:: SOURCE PASSAGE ::
Unfortunately, the MID server cluster management in ServiceNow is not done in a mature way. On MID agent down always the same failover agent is selected (no load balancing in place anymore). In case of running jobs during the MID agent outage, reassigning the job to a failover agent can also cause duplicates in import jobs.
In case of MID server down the MIDServerCluster script include is designed to always select the first failover agent, so the jobs are never load balanced over a set of agents. A better way to deal with an outage is to ensure the designed number of load balance agents is always available.
- MID down, select first failover agent
- MID up, select random load balance agent
- Find all load balance agents (up or down), find a failover for every down load balance agent, select random load balance agent.
- If no load balance agent is defined, select random from failover
The OOB capability check is comparing the capabilities one-by-one. If the failing agent hast e.g. 2 capabilities and the failover with one ALL
capability will not be selected.
There are two options to install the Better MID Server Cluster Management:
If you're ok with changing the OOB script include OR use the MID discovery feature, use this version.
The BetterMIDServerCluster script include implements the same API as the OOB script MIDServerCluster but does things right, implements the 'To be rule' and fixes the capability issue. It also only requires two GlideRecord queries to lookup the corresponding agent ('ecc_agent_cluster_member_m2m' and 'ecc_agent_capability_m2m'). It also works natively with the Fail over MID server event.
To install follow these steps:
- Install the Better MID Server Cluster update set which contains following changes:
- Disable the OOB MIDServerCluster script include.
:::
:: EXTRACTED RECORDS ::
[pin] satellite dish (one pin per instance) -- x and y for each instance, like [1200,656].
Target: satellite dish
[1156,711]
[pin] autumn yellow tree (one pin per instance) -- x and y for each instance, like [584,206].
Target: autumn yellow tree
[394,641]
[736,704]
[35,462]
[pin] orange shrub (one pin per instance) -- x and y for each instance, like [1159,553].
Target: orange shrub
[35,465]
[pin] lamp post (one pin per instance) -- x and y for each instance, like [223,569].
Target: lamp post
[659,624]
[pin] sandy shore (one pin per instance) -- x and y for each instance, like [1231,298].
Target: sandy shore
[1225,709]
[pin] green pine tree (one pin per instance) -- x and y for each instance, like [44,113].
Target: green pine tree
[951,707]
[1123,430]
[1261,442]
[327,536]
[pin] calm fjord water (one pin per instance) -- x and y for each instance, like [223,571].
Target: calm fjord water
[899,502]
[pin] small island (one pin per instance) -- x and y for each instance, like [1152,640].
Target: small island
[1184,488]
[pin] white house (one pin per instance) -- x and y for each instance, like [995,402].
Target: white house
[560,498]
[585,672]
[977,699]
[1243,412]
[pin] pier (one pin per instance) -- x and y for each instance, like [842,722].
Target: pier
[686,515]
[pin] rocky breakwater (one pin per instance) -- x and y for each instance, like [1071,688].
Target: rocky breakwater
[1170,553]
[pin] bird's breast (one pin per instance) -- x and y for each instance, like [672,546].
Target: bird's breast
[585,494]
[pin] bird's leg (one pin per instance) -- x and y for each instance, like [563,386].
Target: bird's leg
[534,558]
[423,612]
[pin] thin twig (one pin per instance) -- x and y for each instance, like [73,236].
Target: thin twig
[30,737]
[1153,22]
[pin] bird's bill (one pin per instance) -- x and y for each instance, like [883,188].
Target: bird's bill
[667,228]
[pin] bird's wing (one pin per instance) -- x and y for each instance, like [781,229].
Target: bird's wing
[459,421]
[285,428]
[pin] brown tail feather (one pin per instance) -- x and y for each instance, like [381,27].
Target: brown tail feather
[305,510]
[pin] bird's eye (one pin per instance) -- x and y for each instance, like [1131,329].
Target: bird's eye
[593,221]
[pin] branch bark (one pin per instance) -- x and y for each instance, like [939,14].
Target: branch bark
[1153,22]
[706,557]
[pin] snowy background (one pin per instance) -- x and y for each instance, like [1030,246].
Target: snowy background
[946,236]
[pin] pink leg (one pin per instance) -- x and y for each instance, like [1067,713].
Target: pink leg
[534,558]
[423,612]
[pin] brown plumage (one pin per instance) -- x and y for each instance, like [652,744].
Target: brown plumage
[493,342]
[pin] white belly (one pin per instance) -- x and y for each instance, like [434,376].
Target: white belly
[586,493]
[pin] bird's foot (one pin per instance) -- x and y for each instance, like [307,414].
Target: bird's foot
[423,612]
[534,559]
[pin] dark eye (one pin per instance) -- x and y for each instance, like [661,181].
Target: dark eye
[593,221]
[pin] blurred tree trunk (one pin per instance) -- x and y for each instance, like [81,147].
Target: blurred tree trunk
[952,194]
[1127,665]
:::
__GOALS__
**1)** In the MID server cluster text, how many GlideRecord queries does the BetterMIDServerCluster script include need to look up the corresponding agent?
**2)** Print the passage of the MID server cluster text starting with "- If no load" and going on through "not be selected.".
Rely only on the MID server cluster text when working these items.

__RESPONSE LIST__
**1)** Two: one on 'ecc_agent_cluster_member_m2m' and one on 'ecc_agent_capability_m2m'.

**2)**
- If no load balance agent is defined, select random from failover
The OOB capability check is comparing the capabilities one-by-one. If the failing agent hast e.g. 2 capabilities and the failover with one ALL
capability will not be selected.